### SUPPLIED DATA
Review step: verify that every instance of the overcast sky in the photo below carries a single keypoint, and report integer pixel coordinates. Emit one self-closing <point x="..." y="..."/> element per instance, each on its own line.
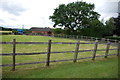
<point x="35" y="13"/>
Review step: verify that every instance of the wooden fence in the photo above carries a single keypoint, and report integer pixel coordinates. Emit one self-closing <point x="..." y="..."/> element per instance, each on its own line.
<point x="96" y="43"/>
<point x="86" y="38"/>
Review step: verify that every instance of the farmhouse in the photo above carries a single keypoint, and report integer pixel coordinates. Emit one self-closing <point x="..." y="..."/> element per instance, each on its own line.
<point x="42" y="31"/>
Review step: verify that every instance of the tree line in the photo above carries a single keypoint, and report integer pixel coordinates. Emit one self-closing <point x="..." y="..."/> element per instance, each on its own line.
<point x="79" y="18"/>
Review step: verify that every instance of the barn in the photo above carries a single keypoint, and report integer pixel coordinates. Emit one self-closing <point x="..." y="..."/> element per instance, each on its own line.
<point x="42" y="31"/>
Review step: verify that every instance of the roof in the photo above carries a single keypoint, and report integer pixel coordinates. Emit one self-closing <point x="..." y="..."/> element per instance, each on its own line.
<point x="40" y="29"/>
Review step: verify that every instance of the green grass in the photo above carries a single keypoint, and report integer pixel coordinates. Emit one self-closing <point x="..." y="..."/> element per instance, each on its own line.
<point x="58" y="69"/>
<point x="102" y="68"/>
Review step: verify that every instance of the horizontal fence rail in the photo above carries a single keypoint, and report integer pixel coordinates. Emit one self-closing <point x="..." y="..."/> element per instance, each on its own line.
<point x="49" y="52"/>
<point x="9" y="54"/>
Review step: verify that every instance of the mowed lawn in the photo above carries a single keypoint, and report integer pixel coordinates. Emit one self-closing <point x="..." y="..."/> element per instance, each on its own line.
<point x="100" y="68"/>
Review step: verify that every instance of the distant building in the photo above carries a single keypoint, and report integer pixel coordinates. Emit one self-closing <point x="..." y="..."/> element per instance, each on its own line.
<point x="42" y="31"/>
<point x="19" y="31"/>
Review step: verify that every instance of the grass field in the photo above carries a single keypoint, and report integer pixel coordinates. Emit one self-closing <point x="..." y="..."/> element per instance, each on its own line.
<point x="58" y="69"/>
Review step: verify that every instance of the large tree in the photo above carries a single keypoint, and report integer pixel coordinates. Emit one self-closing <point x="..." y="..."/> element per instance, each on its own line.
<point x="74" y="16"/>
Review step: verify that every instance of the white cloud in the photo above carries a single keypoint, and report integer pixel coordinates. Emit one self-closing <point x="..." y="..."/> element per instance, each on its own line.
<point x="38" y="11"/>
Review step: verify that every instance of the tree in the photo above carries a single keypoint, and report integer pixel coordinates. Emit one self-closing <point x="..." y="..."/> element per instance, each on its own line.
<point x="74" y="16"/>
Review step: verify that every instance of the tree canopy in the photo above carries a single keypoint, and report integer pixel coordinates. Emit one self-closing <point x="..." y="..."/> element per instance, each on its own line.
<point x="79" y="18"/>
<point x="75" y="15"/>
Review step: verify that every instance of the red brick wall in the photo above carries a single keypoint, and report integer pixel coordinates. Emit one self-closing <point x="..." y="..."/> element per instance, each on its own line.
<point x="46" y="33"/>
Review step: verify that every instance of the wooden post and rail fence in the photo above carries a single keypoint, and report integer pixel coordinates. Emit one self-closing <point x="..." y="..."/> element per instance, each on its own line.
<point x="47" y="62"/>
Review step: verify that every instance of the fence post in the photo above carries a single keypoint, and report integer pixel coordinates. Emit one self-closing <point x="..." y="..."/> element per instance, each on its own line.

### TASK ITEM
What is needed is a verbatim copy of the entries, leaving out any pictures.

### PROBLEM SOLUTION
Review step: verify that every instance of the overcast sky in the photo below carries a single keypoint, and report integer pixel coordinates. Emit one self-closing <point x="..." y="..."/> element per instance, each on its own line.
<point x="35" y="13"/>
Review step: verify that every instance of the wooden fence in the photo above carries a single keypoint, and report integer pixel coordinates. Emit one self-closing <point x="..." y="..."/> element per instance, each on its own line.
<point x="96" y="43"/>
<point x="86" y="38"/>
Review step: verify that every instance of the farmhouse in the photo above carries a single keypoint, and report integer pixel coordinates. Emit one self-closing <point x="..." y="..."/> element per instance, each on its own line.
<point x="42" y="31"/>
Review step: verify that every instance of the tree line in the photo above carries a single keypoint, and report integer pixel coordinates. Emit one self-closing <point x="..." y="..."/> element per instance, each on its own line.
<point x="79" y="18"/>
Review step: verify that every instance of the barn in the photo above carries a single keypoint, and report integer pixel coordinates. Emit one self-closing <point x="..." y="..."/> element per instance, each on its own line.
<point x="42" y="31"/>
Review step: verify that every instance of the roof in the photo above carries a single keypoint, and report integer pixel coordinates. Emit one self-closing <point x="..." y="..."/> element per instance, each on its own line.
<point x="40" y="29"/>
Review step: verify that every instance of the green grass in the photo above carries a single keypoint, and report integer pixel coordinates. Emit one self-closing <point x="..." y="..."/> element per instance, each on its own line.
<point x="58" y="69"/>
<point x="102" y="68"/>
Review step: verify that every instance of the horizontal fence rail in the photo above carries a single keypoint, and report integer pixel coordinates. Emit one self-closing <point x="..." y="..."/> element per instance, each on its own line.
<point x="49" y="52"/>
<point x="9" y="54"/>
Review step: verify that every instance of the mowed lawn in the photo above carries a single keypoint, and report integer pixel coordinates. Emit one self-closing <point x="..." y="..."/> element per instance, each on its own line.
<point x="100" y="68"/>
Review step: verify that every instance of the distant building in the photo above carries a single keypoint, and report integer pixel coordinates. Emit one self-closing <point x="..." y="..."/> element per instance, each on its own line.
<point x="42" y="31"/>
<point x="19" y="31"/>
Review step: verify that every instance of the grass field in the photo above carries a single keypoint, and report integer pixel coordinates. Emit one self-closing <point x="..." y="..."/> element per instance, each on its own line.
<point x="58" y="69"/>
Review step: verify that every instance of the large tree in the photo above carries a single keypoint, and report integer pixel coordinates. Emit one self-closing <point x="..." y="..."/> element per instance, each on its own line.
<point x="74" y="16"/>
Review step: verify that every instance of the white cloud in the photo above carries a single keypoint, and report integer pixel coordinates. Emit one self-closing <point x="..." y="..."/> element per instance, each on its own line.
<point x="38" y="11"/>
Review step: verify that every instance of the tree in the photo above carries a single keypoint, and report integer pixel coordinates. Emit one self-closing <point x="..." y="..."/> element per instance, each on its own line.
<point x="74" y="16"/>
Review step: verify that every instance of the tree canopy in the photo above carries a single keypoint, and report integer pixel coordinates. Emit one self-closing <point x="..." y="..."/> element per instance, each on its own line.
<point x="79" y="18"/>
<point x="75" y="15"/>
Review step: verify that every instance of the red brick wall in the photo above carries a single keypoint, and report integer pixel coordinates. Emit one self-closing <point x="..." y="..."/> element per instance, each on its own line.
<point x="46" y="33"/>
Review step: verify that every instance of the wooden post and rail fence in the photo above carries a single keypoint, and report integer pixel coordinates. Emit one self-closing <point x="..." y="..."/> element per instance, each on its own line.
<point x="47" y="62"/>
Review step: verify that every instance of the fence post in the photo above carries a single keypoint, and report integer pixel coordinates. Emit one self-closing <point x="..." y="..."/> element per instance, each on its own line.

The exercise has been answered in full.